__WRITTEN EXERCISE A__:
Could you return the stretch of the New Zealand International Stakes article from "The 2010 running" through "the same raceday.", copied word for word?

## START TEXT PASSAGE

New Zealand International Stakes
- Class: Group I
- Location: Te Rapa Racecourse Hamilton, New Zealand
- Inaugurated: 1970
- Race type: Thoroughbred - Flat racing

Race information
- Distance: 2000 m (10 furlongs)
- Surface: Turf
- Track: Left-handed
- Qualification: Three-year-olds and up
- Weight: Weight for Age

= New Zealand International Stakes =

The International Stakes is a Thoroughbred horse race run at Te Rapa Racecourse in Hamilton in early February every year. The race is now run as the Herbie Dyke Stakes.

The 2010 running was sponsored by the connections of stallion Darci Brahma, after being sponsored for many years by Cambridge Stud and Whakanui Stud.

In the early years the Waikato Racing Club invited jockeys from overseas to ride in the race, that being the reason for the name, and in 1972 Lester Piggott rode Sailing Home to victory in the race. At that time it was run every two years; it became an annual event from 1978.

In 2017 the purse was increased to $400,000, making it the richest Weight for Age race in New Zealand.

The race is one of two Group 1 weight-for-age events run on the same day, the other being the 1400m Waikato Sprint. A Group 2 three year old race, the David and Karyn Ellis Fillies Classic, is also on the same raceday.

## END TEXT PASSAGE

__WRITTEN EXERCISE B__:
In the listing, edit the stretch from the line containing "segment rope netting" through the line containing "Draw the outline of every instance of the rope" so that "rope netting" is replaced by "cargo net" everywhere and all else stays the same. Give only those lines.

## START DATASET EXTRACT

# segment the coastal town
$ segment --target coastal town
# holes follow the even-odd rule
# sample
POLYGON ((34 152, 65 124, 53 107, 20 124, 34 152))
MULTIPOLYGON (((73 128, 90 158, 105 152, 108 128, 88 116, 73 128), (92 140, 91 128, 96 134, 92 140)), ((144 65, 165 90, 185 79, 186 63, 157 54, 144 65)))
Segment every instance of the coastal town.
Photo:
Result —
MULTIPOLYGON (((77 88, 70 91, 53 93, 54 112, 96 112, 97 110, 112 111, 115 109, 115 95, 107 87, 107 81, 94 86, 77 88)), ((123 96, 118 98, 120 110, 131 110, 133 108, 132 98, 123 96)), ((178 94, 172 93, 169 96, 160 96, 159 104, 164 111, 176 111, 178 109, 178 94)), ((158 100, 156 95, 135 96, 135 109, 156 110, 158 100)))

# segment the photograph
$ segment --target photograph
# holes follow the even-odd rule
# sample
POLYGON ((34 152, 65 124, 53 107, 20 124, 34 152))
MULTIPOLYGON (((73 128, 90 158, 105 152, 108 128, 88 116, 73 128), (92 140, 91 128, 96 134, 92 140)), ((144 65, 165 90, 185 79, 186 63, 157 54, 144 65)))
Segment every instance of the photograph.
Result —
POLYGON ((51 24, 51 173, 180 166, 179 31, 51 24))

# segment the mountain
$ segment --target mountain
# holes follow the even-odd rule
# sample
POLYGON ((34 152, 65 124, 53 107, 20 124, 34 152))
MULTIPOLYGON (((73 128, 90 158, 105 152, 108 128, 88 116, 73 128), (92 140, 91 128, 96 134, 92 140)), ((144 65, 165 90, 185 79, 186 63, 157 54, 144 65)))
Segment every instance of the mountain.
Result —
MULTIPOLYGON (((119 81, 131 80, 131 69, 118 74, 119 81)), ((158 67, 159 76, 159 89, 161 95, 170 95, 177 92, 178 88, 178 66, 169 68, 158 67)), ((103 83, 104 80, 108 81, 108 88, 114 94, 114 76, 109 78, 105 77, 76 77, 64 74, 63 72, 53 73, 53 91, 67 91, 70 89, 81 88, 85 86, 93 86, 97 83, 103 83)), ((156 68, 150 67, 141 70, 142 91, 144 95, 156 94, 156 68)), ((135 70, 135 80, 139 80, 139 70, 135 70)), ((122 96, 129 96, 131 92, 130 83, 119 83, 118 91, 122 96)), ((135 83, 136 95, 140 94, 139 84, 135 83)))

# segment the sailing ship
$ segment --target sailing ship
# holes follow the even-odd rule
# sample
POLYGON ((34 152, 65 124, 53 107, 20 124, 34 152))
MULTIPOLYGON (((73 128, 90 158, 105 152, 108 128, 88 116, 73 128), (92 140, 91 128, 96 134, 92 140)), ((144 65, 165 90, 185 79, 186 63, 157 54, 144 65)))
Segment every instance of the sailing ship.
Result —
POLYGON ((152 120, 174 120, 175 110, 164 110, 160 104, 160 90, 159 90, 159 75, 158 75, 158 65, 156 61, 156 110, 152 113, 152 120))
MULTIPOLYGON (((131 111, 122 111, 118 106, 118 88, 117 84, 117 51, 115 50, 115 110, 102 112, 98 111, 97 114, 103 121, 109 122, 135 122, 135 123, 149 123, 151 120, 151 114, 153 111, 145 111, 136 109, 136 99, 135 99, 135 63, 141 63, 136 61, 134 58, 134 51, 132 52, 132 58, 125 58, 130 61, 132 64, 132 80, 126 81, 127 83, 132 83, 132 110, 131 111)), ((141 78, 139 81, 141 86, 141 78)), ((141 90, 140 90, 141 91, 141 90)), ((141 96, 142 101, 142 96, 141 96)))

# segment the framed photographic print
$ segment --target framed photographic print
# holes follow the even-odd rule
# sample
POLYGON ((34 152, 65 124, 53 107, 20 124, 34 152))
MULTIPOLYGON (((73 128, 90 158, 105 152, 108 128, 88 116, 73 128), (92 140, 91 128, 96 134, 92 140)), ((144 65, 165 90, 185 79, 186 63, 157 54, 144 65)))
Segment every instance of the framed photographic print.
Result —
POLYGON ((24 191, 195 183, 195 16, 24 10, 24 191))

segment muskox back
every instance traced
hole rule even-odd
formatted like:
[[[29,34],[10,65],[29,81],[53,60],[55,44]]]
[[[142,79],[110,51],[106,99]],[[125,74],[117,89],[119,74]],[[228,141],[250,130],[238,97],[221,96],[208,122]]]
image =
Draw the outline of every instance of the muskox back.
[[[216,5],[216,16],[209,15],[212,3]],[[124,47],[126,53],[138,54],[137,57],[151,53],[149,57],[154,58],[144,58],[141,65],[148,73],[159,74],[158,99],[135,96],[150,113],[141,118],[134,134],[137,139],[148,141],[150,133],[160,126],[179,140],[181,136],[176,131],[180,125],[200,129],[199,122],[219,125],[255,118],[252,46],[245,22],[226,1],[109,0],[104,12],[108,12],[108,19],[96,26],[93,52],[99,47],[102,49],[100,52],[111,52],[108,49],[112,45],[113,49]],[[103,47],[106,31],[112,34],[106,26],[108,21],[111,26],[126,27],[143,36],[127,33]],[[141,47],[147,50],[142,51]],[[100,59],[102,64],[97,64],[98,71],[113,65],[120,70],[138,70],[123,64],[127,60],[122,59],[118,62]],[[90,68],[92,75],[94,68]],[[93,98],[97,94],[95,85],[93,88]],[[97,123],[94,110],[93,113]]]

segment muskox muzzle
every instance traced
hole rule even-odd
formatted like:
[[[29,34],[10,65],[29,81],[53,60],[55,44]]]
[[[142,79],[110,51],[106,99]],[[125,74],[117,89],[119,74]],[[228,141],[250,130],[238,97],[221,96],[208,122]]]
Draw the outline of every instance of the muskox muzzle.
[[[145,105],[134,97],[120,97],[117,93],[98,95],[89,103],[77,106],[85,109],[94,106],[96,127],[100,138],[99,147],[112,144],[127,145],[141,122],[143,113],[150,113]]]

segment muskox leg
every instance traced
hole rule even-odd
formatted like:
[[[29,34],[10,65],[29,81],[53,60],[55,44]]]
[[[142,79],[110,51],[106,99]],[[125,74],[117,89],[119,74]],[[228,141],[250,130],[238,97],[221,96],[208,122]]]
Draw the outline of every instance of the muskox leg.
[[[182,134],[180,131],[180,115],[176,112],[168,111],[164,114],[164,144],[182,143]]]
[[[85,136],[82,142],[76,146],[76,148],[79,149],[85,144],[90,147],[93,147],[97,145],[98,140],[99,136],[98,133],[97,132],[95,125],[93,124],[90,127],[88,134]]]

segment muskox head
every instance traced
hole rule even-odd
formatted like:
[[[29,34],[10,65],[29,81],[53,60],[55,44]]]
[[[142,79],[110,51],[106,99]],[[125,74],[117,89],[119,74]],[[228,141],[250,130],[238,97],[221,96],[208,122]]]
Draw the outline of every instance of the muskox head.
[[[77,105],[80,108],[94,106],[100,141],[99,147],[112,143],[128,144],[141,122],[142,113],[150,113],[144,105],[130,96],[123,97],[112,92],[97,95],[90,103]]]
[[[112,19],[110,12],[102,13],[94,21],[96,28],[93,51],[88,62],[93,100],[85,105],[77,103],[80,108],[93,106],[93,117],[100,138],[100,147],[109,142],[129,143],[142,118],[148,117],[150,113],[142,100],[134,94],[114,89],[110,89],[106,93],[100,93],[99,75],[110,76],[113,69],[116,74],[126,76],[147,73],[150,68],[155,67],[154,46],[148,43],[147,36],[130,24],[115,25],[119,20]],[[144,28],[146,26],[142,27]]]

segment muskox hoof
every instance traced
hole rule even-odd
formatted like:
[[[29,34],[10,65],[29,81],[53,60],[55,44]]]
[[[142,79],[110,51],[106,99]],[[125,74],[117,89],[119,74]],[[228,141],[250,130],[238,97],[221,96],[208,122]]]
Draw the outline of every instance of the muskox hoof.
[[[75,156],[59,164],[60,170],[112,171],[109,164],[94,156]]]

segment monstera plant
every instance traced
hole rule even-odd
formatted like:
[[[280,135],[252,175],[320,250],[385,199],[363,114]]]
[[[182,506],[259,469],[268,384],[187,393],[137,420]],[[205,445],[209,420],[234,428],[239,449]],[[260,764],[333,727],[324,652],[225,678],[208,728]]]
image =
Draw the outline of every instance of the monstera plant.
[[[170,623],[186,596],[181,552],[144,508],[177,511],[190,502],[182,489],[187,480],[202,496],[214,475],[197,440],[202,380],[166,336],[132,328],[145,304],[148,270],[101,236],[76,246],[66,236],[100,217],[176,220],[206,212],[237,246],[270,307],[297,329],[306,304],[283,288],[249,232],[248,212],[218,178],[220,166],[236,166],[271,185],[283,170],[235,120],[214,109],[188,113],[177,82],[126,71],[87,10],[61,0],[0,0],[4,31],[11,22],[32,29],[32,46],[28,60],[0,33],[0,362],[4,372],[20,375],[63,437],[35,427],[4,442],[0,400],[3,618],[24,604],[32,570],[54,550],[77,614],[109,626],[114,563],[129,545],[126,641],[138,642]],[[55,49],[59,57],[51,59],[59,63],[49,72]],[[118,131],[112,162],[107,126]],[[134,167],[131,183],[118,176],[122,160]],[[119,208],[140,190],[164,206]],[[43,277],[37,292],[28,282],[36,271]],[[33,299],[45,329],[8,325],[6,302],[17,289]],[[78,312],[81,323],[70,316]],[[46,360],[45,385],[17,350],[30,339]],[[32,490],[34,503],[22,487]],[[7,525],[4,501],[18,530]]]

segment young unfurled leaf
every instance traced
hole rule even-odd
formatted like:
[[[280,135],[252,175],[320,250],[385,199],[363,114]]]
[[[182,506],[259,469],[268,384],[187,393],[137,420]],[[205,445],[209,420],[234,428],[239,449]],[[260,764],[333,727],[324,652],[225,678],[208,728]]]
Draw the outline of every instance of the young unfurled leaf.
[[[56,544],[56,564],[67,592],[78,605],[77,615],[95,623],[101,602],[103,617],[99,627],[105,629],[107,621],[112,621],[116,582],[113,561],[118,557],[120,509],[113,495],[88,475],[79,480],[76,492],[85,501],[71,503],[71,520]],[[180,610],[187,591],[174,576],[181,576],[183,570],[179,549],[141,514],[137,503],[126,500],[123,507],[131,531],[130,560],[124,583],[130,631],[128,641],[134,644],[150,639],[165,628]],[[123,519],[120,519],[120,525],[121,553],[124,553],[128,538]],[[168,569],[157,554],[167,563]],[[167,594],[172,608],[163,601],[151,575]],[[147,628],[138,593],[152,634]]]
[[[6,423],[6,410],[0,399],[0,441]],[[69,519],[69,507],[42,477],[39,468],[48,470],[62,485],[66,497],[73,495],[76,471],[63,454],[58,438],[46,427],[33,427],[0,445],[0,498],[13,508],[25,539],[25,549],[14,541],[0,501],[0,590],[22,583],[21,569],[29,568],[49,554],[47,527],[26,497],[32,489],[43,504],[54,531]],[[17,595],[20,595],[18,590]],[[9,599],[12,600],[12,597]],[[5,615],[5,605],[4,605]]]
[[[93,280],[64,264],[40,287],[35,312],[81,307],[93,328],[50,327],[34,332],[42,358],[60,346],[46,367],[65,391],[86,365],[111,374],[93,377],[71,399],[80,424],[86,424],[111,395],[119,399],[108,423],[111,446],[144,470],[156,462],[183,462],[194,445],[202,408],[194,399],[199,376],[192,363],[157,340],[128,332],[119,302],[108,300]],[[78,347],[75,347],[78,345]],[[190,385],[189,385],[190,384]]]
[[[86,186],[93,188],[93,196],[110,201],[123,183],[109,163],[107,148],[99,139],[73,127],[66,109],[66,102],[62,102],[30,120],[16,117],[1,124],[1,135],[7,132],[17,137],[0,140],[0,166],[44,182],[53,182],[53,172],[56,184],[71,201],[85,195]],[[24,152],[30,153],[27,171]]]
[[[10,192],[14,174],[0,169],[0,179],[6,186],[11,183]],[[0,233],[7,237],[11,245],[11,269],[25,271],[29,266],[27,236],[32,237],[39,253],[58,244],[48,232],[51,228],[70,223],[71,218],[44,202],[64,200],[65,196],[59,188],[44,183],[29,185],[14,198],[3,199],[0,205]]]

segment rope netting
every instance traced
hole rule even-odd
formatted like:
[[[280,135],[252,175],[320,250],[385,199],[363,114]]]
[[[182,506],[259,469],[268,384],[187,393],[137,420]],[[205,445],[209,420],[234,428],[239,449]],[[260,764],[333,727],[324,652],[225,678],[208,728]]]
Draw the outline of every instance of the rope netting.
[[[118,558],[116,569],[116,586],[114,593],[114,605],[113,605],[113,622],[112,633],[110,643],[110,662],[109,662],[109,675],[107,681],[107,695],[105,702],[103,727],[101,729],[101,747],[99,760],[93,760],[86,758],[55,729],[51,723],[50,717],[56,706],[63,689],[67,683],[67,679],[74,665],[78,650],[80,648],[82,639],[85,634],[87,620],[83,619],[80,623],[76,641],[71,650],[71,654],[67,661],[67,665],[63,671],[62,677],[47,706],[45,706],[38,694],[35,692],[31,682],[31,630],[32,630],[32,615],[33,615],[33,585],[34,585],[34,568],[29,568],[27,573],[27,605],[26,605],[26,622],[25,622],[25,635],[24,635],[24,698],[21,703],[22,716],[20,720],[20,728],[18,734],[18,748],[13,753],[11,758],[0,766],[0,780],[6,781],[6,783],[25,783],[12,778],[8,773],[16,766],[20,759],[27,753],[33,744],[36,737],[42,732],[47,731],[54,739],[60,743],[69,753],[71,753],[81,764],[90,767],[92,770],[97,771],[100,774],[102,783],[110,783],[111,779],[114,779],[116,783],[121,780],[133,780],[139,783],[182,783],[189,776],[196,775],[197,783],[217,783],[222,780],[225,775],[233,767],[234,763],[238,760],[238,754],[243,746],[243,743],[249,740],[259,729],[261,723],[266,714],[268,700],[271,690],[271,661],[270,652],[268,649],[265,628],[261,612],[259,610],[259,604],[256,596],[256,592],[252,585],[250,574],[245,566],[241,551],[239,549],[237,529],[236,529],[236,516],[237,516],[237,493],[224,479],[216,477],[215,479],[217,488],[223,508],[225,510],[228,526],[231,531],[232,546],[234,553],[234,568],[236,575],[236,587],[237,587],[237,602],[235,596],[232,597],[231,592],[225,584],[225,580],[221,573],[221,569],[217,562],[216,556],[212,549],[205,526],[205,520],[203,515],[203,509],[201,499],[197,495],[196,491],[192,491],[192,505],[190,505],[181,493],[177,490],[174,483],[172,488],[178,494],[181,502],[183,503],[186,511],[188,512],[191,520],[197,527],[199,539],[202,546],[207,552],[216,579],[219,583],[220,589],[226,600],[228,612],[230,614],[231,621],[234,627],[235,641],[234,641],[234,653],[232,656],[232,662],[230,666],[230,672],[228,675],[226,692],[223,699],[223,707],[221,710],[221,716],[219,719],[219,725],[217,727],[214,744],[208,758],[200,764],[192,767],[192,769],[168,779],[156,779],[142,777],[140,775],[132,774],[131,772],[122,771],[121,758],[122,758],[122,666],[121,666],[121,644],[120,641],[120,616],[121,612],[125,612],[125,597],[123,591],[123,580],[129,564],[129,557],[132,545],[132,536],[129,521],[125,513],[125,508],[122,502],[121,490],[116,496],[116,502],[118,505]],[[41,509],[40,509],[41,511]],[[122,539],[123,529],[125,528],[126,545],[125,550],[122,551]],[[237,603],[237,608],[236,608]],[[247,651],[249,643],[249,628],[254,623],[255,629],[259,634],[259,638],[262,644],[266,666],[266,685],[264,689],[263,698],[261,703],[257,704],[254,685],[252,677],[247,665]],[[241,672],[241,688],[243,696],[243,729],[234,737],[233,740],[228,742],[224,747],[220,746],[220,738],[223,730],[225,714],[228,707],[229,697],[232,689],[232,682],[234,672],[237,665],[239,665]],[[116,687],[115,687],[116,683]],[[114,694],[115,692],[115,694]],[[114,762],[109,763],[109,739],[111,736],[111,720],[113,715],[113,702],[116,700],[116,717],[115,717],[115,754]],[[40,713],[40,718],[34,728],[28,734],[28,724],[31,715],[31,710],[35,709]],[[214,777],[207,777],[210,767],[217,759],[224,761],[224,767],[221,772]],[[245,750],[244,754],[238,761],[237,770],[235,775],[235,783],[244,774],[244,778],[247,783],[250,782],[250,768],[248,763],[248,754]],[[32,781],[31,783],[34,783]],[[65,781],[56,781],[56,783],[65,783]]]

## END DATASET EXTRACT

__FULL OUTPUT A__:
The 2010 running was sponsored by the connections of stallion Darci Brahma, after being sponsored for many years by Cambridge Stud and Whakanui Stud.

In the early years the Waikato Racing Club invited jockeys from overseas to ride in the race, that being the reason for the name, and in 1972 Lester Piggott rode Sailing Home to victory in the race. At that time it was run every two years; it became an annual event from 1978.

In 2017 the purse was increased to $400,000, making it the richest Weight for Age race in New Zealand.

The race is one of two Group 1 weight-for-age events run on the same day, the other being the 1400m Waikato Sprint. A Group 2 three year old race, the David and Karyn Ellis Fillies Classic, is also on the same raceday.

__FULL OUTPUT B__:
segment cargo net
every instance traced
hole rule even-odd
formatted like:
[[[280,135],[252,175],[320,250],[385,199],[363,114]]]
[[[182,506],[259,469],[268,384],[187,393],[137,420]],[[205,445],[209,420],[234,428],[239,449]],[[260,764],[333,727],[324,652],[225,678],[208,728]]]
Draw the outline of every instance of the cargo net.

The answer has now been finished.